[GOAL] Quote the line containing "Can you find the protest" and all lines that follow it in the listing below, exactly as written.

[Dataset records]

________________________

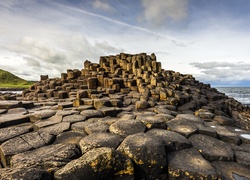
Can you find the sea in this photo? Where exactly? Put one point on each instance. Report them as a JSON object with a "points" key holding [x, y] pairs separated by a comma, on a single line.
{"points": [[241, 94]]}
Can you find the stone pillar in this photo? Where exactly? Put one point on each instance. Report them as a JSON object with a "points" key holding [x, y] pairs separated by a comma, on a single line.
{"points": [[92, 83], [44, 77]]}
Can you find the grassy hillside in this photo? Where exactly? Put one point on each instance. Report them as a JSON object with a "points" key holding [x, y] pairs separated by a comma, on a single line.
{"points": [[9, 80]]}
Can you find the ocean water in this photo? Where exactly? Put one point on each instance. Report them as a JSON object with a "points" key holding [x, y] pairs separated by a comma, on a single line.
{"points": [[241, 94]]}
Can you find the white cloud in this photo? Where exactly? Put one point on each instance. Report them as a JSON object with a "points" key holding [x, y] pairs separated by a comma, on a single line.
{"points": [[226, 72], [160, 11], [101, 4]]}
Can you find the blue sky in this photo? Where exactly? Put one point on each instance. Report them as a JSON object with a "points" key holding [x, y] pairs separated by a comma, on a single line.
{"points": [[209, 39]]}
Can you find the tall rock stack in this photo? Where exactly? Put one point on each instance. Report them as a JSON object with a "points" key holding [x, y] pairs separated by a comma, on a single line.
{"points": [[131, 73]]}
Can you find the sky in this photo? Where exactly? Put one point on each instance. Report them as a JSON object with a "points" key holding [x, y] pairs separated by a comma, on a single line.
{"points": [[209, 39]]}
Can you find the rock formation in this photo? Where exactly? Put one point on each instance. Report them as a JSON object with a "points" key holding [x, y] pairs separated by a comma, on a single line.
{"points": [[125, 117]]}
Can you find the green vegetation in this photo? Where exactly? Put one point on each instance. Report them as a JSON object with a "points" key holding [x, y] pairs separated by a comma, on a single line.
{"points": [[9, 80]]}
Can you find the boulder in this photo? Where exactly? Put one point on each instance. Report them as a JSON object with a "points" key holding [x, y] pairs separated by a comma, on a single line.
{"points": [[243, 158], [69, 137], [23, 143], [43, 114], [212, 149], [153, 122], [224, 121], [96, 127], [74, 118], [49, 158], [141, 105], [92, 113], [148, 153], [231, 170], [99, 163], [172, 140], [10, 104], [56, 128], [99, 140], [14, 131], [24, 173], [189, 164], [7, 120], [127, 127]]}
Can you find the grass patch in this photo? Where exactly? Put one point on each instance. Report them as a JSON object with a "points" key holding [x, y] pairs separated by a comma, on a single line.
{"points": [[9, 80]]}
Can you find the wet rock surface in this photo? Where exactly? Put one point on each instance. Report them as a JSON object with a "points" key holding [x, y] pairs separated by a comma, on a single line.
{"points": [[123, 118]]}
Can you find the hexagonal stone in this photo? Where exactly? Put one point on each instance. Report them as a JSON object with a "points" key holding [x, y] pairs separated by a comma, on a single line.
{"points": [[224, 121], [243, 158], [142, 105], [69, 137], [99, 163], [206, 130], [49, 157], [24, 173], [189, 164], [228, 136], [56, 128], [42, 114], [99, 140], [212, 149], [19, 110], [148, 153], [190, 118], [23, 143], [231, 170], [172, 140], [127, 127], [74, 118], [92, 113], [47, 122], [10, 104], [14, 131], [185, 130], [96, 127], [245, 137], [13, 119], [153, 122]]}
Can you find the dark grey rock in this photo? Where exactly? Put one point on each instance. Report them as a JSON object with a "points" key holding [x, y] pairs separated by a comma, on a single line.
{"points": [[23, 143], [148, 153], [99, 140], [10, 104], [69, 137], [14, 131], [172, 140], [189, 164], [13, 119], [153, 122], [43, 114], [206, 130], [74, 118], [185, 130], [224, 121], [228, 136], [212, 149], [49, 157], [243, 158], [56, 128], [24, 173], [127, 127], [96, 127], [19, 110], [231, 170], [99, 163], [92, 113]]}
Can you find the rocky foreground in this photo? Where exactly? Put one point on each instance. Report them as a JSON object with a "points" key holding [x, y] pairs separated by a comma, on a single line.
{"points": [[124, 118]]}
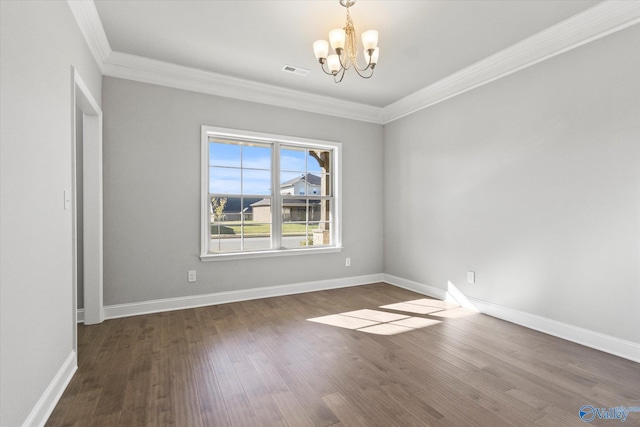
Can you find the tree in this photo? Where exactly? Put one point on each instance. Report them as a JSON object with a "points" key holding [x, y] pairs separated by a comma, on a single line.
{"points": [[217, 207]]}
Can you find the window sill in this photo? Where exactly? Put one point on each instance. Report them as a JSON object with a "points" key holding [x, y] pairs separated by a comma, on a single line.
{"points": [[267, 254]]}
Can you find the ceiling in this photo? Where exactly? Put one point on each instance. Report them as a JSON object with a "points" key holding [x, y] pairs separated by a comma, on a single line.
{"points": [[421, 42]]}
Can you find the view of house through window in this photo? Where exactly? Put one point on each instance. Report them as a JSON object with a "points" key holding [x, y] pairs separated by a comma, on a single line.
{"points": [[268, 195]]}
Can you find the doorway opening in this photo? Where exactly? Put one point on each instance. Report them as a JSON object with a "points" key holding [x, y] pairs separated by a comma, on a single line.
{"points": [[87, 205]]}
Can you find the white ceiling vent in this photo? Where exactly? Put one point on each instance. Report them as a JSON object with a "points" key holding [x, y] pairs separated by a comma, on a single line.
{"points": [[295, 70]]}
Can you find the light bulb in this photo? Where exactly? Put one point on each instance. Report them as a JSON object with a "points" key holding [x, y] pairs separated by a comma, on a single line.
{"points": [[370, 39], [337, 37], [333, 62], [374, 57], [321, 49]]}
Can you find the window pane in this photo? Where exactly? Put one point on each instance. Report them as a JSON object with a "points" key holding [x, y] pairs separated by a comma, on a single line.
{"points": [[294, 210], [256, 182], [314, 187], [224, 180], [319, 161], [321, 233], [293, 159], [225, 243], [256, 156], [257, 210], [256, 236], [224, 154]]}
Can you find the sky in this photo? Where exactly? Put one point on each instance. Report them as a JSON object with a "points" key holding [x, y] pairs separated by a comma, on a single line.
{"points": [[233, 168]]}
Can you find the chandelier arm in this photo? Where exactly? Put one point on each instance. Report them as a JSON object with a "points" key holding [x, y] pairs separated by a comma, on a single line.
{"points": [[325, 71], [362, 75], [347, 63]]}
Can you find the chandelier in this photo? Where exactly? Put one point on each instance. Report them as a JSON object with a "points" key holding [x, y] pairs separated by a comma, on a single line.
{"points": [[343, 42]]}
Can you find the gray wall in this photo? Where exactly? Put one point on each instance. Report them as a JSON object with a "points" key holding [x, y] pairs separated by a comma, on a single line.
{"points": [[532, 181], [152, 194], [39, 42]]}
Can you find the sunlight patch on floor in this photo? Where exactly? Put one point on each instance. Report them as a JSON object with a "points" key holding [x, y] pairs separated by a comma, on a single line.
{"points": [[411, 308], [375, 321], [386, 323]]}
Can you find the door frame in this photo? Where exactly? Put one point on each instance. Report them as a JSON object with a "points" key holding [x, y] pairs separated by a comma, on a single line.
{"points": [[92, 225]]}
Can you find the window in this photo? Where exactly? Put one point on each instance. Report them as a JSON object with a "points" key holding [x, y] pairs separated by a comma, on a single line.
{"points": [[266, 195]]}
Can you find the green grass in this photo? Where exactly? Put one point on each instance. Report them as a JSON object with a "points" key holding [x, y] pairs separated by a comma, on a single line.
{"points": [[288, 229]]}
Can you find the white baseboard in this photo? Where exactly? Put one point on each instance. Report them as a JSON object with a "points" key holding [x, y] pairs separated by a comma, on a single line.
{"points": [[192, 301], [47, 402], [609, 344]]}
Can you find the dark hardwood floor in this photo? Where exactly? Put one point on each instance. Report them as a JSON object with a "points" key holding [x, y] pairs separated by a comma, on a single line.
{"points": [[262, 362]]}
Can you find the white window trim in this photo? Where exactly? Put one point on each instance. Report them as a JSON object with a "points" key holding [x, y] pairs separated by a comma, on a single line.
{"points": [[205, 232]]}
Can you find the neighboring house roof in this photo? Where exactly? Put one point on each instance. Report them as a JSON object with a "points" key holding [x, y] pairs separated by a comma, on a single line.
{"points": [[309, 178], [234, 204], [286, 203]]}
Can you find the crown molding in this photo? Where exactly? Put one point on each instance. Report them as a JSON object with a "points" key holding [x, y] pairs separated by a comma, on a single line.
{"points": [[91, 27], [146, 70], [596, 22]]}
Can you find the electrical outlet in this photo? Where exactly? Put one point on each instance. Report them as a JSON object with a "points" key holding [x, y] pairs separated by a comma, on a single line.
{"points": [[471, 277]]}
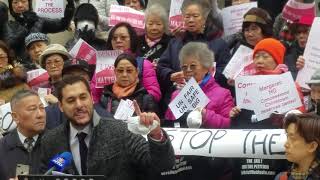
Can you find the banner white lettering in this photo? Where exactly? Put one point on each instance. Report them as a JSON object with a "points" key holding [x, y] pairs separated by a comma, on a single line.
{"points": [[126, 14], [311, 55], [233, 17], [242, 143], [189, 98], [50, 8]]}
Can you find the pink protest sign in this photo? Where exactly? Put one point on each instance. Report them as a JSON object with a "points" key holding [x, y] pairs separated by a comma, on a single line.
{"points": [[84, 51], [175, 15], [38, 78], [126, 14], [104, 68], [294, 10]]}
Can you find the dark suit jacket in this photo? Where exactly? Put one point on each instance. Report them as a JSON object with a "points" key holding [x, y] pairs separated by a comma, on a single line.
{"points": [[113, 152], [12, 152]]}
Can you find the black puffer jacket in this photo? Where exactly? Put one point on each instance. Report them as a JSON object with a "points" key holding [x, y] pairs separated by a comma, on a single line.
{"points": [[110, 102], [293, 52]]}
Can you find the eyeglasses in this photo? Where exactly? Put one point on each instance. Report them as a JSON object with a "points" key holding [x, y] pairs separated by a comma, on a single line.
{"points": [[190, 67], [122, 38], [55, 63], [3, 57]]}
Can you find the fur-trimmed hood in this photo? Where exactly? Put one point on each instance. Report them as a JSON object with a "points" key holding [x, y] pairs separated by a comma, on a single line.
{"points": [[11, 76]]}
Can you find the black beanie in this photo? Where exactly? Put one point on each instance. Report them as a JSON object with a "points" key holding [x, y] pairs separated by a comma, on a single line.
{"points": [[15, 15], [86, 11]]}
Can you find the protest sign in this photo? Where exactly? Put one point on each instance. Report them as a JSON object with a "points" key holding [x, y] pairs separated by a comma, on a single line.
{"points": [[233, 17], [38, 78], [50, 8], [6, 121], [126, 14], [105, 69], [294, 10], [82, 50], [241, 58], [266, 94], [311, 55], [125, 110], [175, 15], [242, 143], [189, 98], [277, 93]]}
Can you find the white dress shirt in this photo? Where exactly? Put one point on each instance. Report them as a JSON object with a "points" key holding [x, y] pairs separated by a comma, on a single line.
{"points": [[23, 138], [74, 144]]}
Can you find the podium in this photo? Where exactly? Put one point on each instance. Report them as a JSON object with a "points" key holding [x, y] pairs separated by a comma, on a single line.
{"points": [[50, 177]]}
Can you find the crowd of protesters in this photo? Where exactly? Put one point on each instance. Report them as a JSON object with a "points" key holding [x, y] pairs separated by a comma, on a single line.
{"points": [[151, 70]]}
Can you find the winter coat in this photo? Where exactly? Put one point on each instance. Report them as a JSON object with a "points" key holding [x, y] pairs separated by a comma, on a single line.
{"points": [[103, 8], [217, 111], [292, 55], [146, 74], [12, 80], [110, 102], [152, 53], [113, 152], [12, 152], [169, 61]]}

________________________

[COMPLETED EXERCISE]
Can you find the protest sign in this photo? Where exactly? Put one point on each instance. Report them as a JSON object with a "points" key holding [x, y] pairs separated by a comma, on a single line.
{"points": [[233, 17], [38, 78], [50, 8], [6, 121], [126, 14], [105, 69], [294, 10], [82, 50], [241, 58], [266, 94], [311, 55], [125, 110], [175, 15], [242, 143], [189, 98], [277, 93]]}
Can you find the white dress shirt in this photo? Where exactly? Put one point on each instance. Report them as a JSON object with a "points" key holding [x, y] pairs separated by a comma, on a single line.
{"points": [[23, 138], [74, 144]]}
Can you find the podium in this photo? Where exactly? Put one point on each instance. Report them as a JSON object with a "points" key holding [x, y] pairs separated by a comma, on a single line.
{"points": [[50, 177]]}
Can you find the crowd of protesters in this photo? Where exactly? Put one point on each instance. Report them as a JSON object with a "points" key holding [x, y] pairs separated by a comma, on a single line.
{"points": [[151, 70]]}
Can you find the winter coat in this photo? Where exactly? Put one point on each instance. Report them as a JSON object with a "points" key holding [x, y] pairs separated by a comma, on a single line.
{"points": [[103, 8], [217, 111], [292, 55], [146, 74], [12, 80], [110, 102], [152, 53], [113, 152], [12, 152], [169, 61]]}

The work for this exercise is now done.